— start of Given records —

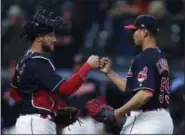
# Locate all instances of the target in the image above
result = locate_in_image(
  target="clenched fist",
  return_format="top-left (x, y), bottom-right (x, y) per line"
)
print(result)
top-left (100, 57), bottom-right (111, 74)
top-left (87, 55), bottom-right (100, 69)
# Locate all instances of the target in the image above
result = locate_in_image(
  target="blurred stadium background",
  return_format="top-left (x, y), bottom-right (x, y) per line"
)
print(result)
top-left (1, 0), bottom-right (185, 134)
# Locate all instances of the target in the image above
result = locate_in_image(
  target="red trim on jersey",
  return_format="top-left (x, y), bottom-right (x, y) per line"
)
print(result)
top-left (144, 90), bottom-right (154, 96)
top-left (9, 88), bottom-right (21, 102)
top-left (124, 25), bottom-right (137, 30)
top-left (58, 63), bottom-right (91, 96)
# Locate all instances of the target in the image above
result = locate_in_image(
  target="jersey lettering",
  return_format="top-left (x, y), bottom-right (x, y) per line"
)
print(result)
top-left (159, 77), bottom-right (169, 103)
top-left (156, 58), bottom-right (169, 74)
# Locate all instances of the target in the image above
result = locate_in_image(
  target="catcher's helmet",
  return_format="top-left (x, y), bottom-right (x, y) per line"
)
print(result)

— end of Given records —

**Exercise description**: Reproduce the data above word for word, leaving out the pictures.

**Result of this exercise**:
# Locate all instances of the target in the image above
result = locate_in_image(
  target="clenched fist",
  return_format="top-left (x, y), bottom-right (x, y) per line"
)
print(result)
top-left (100, 57), bottom-right (111, 74)
top-left (87, 55), bottom-right (100, 69)
# Locate all instances of the target in the image above
result = locate_in_image(
  target="blurred stadium background",
  return_format="top-left (x, y), bottom-right (x, y) per line"
)
print(result)
top-left (1, 0), bottom-right (185, 134)
# Locate all instances of the target in the image above
result = locate_in_image(
  target="red trim on jersey",
  return_format="top-left (x, y), bottom-right (x, y) per line"
)
print(result)
top-left (144, 90), bottom-right (154, 96)
top-left (9, 88), bottom-right (21, 102)
top-left (124, 25), bottom-right (137, 30)
top-left (58, 63), bottom-right (91, 96)
# Locate all instances of the target in the image above
result = locate_in_image(
  target="jersey lettering",
  return_format="top-left (x, y), bottom-right (x, y) per line"
)
print(result)
top-left (159, 77), bottom-right (169, 103)
top-left (156, 58), bottom-right (169, 74)
# Locate all instances of the target in the image above
result = locate_in_image(
  target="catcher's helmet",
  return_format="top-left (x, y), bottom-right (x, y) per line"
)
print(result)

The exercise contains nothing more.